▶ 参照文
• • • • •

生活習慣病と排尿障害の関係
生活習慣病と排尿障害の原因になる?
最近、生活習慣病と排尿障害との関連が注目されています。生活習慣病とは、生活習慣にともなう内臓脂肪の蓄積により生じる高血圧、高血糖、高脂質血症などを指します。これらの疾患では動脈硬化が進むため、膀胱を栄養する血管も細くなるため膀胱の血流を低下させてしまう「膀胱虚血」が起きます。生活習慣病による慢性膀胱虚血は頻尿の原因となる過活動膀胱を起こします。さらに糖尿病や肥満が合併していると過活動膀胱の発生率はさらに高くなります。 膀胱虚血は原因と考えられる生活習慣病の治療を優先しつつ、過活動膀胱の治療(β3アドレナリン受容体作動薬の内服)を行うことになります。

• • • • •

▶ 項目一覧
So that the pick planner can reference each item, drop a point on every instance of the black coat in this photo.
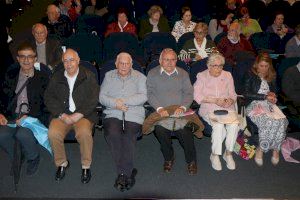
(252, 84)
(35, 94)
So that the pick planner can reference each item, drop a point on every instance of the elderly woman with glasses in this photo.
(214, 91)
(259, 91)
(199, 47)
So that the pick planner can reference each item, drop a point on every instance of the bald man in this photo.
(49, 50)
(233, 43)
(123, 93)
(72, 97)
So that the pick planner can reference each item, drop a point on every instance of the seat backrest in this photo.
(94, 23)
(284, 65)
(179, 63)
(155, 42)
(118, 42)
(110, 65)
(244, 62)
(264, 41)
(88, 46)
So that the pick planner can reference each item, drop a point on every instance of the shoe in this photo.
(86, 176)
(168, 165)
(258, 161)
(131, 180)
(192, 168)
(121, 182)
(275, 160)
(215, 162)
(61, 171)
(32, 166)
(229, 161)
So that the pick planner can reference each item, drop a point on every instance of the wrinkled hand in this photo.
(228, 102)
(220, 102)
(271, 97)
(75, 117)
(178, 112)
(198, 57)
(120, 105)
(18, 121)
(3, 120)
(163, 112)
(66, 119)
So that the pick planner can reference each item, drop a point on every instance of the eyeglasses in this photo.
(124, 64)
(200, 32)
(69, 60)
(216, 66)
(28, 57)
(169, 60)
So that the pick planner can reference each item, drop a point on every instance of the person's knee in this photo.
(24, 134)
(83, 133)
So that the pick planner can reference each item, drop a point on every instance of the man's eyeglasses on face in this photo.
(217, 66)
(169, 60)
(200, 32)
(28, 57)
(69, 60)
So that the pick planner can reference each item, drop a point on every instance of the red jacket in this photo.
(113, 27)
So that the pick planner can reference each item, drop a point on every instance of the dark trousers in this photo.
(122, 144)
(186, 140)
(28, 142)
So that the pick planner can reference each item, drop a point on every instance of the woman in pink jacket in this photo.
(214, 90)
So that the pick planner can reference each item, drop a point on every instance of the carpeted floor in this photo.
(247, 181)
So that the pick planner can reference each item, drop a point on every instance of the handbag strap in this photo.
(17, 94)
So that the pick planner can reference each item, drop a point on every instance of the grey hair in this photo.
(56, 8)
(39, 24)
(124, 54)
(297, 30)
(215, 56)
(69, 49)
(166, 51)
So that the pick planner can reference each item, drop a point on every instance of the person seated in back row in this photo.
(155, 23)
(72, 97)
(121, 25)
(123, 93)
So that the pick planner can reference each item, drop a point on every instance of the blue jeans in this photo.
(30, 146)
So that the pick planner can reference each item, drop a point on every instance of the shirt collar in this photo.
(298, 66)
(40, 44)
(69, 77)
(169, 74)
(297, 40)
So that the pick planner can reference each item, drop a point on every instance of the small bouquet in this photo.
(243, 148)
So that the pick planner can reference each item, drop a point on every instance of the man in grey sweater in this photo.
(123, 93)
(170, 85)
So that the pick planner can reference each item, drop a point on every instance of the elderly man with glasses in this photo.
(72, 97)
(169, 85)
(22, 96)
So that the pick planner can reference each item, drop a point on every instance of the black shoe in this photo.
(121, 182)
(131, 180)
(86, 176)
(32, 166)
(61, 171)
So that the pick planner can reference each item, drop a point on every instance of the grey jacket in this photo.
(132, 89)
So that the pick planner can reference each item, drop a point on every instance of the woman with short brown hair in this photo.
(262, 109)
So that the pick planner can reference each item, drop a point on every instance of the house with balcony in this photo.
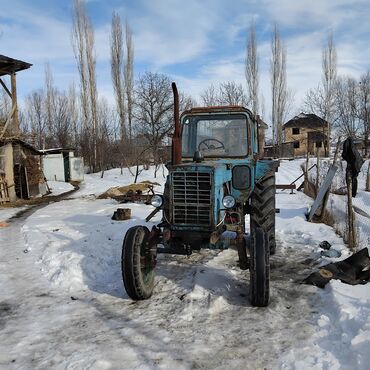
(308, 133)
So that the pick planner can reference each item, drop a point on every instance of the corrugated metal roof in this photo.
(10, 65)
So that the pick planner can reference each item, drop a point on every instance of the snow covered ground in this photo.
(63, 305)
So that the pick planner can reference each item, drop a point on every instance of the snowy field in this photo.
(63, 305)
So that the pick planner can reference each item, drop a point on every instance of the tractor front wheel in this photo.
(137, 263)
(263, 208)
(259, 268)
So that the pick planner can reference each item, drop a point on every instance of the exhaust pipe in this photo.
(176, 138)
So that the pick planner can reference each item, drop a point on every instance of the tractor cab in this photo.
(216, 133)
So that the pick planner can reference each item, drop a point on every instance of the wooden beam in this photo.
(14, 103)
(8, 121)
(5, 87)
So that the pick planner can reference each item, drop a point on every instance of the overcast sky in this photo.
(195, 42)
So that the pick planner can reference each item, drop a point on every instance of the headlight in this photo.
(228, 201)
(156, 201)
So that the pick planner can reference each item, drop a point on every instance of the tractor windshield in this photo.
(215, 136)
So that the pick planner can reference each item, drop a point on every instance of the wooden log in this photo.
(122, 214)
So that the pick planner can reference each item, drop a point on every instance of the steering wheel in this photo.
(213, 145)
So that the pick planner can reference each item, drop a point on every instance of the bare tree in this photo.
(117, 71)
(36, 116)
(227, 93)
(279, 91)
(251, 68)
(83, 46)
(329, 70)
(5, 105)
(231, 93)
(74, 115)
(153, 113)
(129, 76)
(209, 96)
(346, 105)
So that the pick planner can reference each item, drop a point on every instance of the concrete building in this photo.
(308, 133)
(20, 170)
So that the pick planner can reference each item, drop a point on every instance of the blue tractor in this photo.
(214, 179)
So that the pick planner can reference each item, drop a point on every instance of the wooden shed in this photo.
(21, 175)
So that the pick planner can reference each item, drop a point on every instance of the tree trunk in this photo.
(350, 216)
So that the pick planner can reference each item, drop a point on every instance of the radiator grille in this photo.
(191, 198)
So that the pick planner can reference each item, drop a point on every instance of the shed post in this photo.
(9, 171)
(14, 104)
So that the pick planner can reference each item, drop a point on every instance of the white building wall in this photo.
(53, 167)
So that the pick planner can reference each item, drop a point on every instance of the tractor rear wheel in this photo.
(137, 263)
(259, 269)
(263, 208)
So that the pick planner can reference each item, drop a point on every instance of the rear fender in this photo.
(265, 166)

• • • • •

▶ 課題 1
生活習慣病と排尿障害についての文章のうち、「生活習慣病と排尿障害の関係」から「内服)を行うことになります。」までをそのまま書き出してください。
▶ 課題 2
生活習慣病と排尿障害についての文章によると、過活動膀胱の治療ではどの薬を内服しますか。

▶ 模範解答 1
生活習慣病と排尿障害の関係
生活習慣病と排尿障害の原因になる?
最近、生活習慣病と排尿障害との関連が注目されています。生活習慣病とは、生活習慣にともなう内臓脂肪の蓄積により生じる高血圧、高血糖、高脂質血症などを指します。これらの疾患では動脈硬化が進むため、膀胱を栄養する血管も細くなるため膀胱の血流を低下させてしまう「膀胱虚血」が起きます。生活習慣病による慢性膀胱虚血は頻尿の原因となる過活動膀胱を起こします。さらに糖尿病や肥満が合併していると過活動膀胱の発生率はさらに高くなります。 膀胱虚血は原因と考えられる生活習慣病の治療を優先しつつ、過活動膀胱の治療(β3アドレナリン受容体作動薬の内服)を行うことになります。

▶ 模範解答 2
β3アドレナリン受容体作動薬